───── Source records ─────

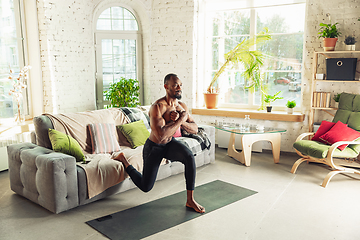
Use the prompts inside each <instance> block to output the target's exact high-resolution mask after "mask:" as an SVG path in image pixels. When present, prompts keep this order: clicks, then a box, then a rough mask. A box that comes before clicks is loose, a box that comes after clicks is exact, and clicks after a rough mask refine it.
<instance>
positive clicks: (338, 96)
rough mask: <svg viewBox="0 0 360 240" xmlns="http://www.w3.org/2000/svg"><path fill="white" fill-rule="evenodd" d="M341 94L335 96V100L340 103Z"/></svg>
mask: <svg viewBox="0 0 360 240" xmlns="http://www.w3.org/2000/svg"><path fill="white" fill-rule="evenodd" d="M340 95H341V93H338V94H335V95H334V97H333V99H334V101H335V102H339V100H340Z"/></svg>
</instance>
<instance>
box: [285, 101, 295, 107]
mask: <svg viewBox="0 0 360 240" xmlns="http://www.w3.org/2000/svg"><path fill="white" fill-rule="evenodd" d="M286 107H288V108H294V107H296V102H295V100H293V101H290V100H288V101H287V103H286Z"/></svg>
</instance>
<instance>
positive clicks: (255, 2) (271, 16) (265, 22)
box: [199, 0, 305, 109]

─────

_Work to complete_
Put each line of the records above into a numbered list, skipping blank lines and leaving out the pictures.

_Reply to the task_
1. Use the prompts inside each <instance> block to output the target's exact high-resolution mask after "mask:" as an SVG path in image pixels. When present, prompts keep this order: clicks, then a box, then a rough mask. A box that comes before clicks is loose, a box that comes after clicks is exact, and clicks after a rough mask refine it.
2. <instance>
3. positive clicks: (338, 96)
4. rough mask: <svg viewBox="0 0 360 240" xmlns="http://www.w3.org/2000/svg"><path fill="white" fill-rule="evenodd" d="M341 94L335 96V100L340 103Z"/></svg>
5. mask: <svg viewBox="0 0 360 240" xmlns="http://www.w3.org/2000/svg"><path fill="white" fill-rule="evenodd" d="M340 95H341V93H338V94H335V95H334V97H333V99H334V101H335V102H339V100H340Z"/></svg>
6. </instance>
7. <instance>
8. box: [285, 101, 295, 107]
9. mask: <svg viewBox="0 0 360 240" xmlns="http://www.w3.org/2000/svg"><path fill="white" fill-rule="evenodd" d="M286 107H288V108H294V107H296V102H295V100H293V101H290V100H288V101H287V103H286Z"/></svg>
10. </instance>
11. <instance>
12. positive clicks: (255, 2) (271, 16) (265, 22)
13. box: [199, 0, 305, 109]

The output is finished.